原文段落

------------------------------

晚侏罗世—早白垩世,由于班公湖-怒江洋的俯冲消减,在羌南-保山板块南缘和冈底斯板块北缘产生了大量的弧岩浆作用。另外,近年来越来越多的学者注意到羌南-保山板块南缘晚侏罗世—早白垩世(150~130Ma)存在明显的岩浆间断,相似的间断也在安第斯型俯冲带中识别出来[26, 32, 35]。Liu等[35]通过对都古尔地区变质变形事件的研究,结合岩浆活动的间断及沉积序列的缺失认为,在晚侏罗世羌南-保山板块可能存在安第斯型造山作用,并且这一构造抬升事件可以一直持续到早白垩世早期。早白垩世晚期的岩浆作用主要分布在羌南-保山板块的南缘,在该板块腹地分布较少,被认为是低角度俯冲而后板片回转的结果[28-30, 35]。
另外,前人在多玛地区的构造填图和碎屑锆石研究显示,羌南-保山板块在晚侏罗世—早白垩世经历了明显的地壳缩短[61]。在措勤地区,Murphy等[62]认为白垩纪的地壳缩短为187km。在改则县以北,白垩纪中期盆地形成过程中同样经历了明显的地壳缩短[3]。尼玛地区沉积学与地层学研究显示,尼玛盆地在125~118Ma经历了缩短变形和剥蚀事件,并导致了其由海相向非海相环境的转变[4]。
因此,早白垩世晚期在班公湖-怒江洋演化过程中具有非常重要的地位。在该时期,班公湖-怒江洋的演化进入消亡期,因此准确限定该大洋的闭合时限对于确定都古尔变质辉长岩的构造背景和岩石成因机制至关重要。如前所述,近年来,越来越多的学者在班公湖-怒江缝合带的中西部识别出了早白垩世洋岛型岩石组合、蛇绿岩、放射虫硅质岩等洋壳存在的证据(120~108Ma)[12, 18, 63],说明班公湖-怒江洋在早白垩世仍未关闭,可能处于残留海阶段。

------------------------------

原始列表
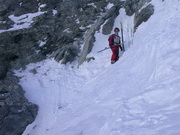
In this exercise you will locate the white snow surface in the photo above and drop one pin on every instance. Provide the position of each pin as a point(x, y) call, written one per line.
point(138, 95)
point(23, 21)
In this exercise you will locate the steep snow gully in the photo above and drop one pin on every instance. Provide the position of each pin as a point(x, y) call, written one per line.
point(138, 95)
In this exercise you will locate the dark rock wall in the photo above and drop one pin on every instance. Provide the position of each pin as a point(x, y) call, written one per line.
point(142, 10)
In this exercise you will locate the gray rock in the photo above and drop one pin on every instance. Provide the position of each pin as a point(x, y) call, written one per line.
point(89, 36)
point(143, 15)
point(141, 9)
point(15, 111)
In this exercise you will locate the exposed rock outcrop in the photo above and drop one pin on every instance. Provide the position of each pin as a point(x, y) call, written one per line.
point(142, 9)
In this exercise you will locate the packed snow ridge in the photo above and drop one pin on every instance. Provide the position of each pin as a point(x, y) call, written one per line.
point(138, 95)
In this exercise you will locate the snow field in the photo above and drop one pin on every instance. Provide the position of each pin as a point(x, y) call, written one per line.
point(138, 95)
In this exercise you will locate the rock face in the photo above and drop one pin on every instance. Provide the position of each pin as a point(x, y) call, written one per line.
point(142, 10)
point(57, 29)
point(15, 111)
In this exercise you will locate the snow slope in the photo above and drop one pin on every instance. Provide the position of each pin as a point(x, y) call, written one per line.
point(138, 95)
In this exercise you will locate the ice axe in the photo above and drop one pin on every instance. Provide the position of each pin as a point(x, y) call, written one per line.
point(103, 49)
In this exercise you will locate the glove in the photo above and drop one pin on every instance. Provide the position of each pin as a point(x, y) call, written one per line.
point(120, 47)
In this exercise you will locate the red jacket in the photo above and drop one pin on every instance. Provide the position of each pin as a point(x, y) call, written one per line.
point(111, 41)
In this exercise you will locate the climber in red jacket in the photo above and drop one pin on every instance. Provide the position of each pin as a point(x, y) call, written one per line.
point(115, 44)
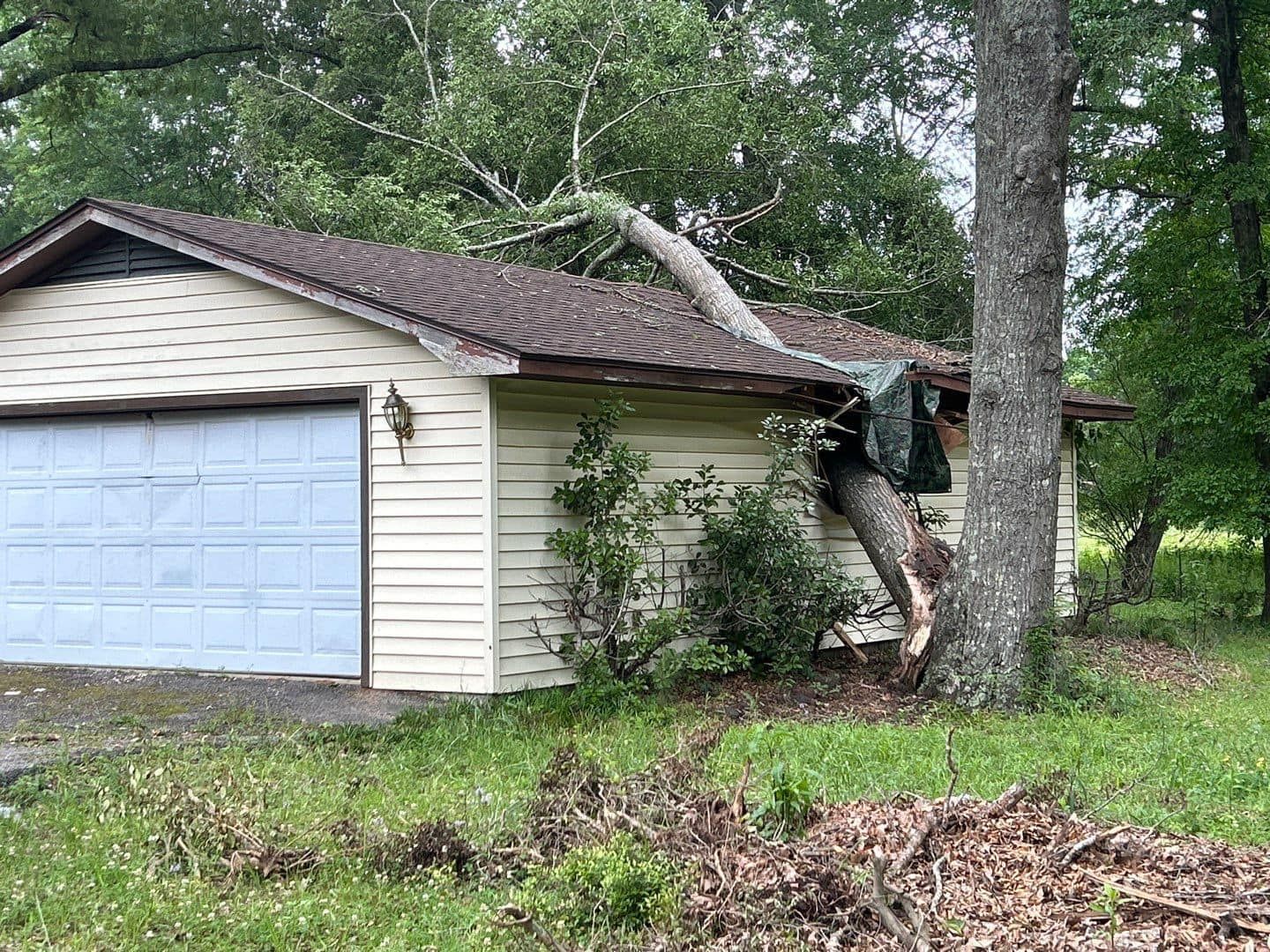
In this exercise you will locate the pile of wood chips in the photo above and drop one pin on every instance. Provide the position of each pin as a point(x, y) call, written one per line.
point(1025, 876)
point(907, 874)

------------------------------

简短题目 A
按照这段讲班公湖-怒江洋的原文,Murphy等认为措勤地区白垩纪的地壳缩短了多少?
简短题目 B
把列表从开头一直到含有“point(23, 21)”的那一行(两头都算)整理成两列CSV,列名用 prompt 和 target。每个要求占一行,要求的文字和答案各放进一个加引号的字段,换行改成空格,图片不要放进去。

答题结果 A
187km。

答题结果 B
prompt,target
"In this exercise you will locate the white snow surface in the photo above and drop one pin on every instance. Provide the position of each pin as a point(x, y) call, written one per line.","point(138, 95) point(23, 21)"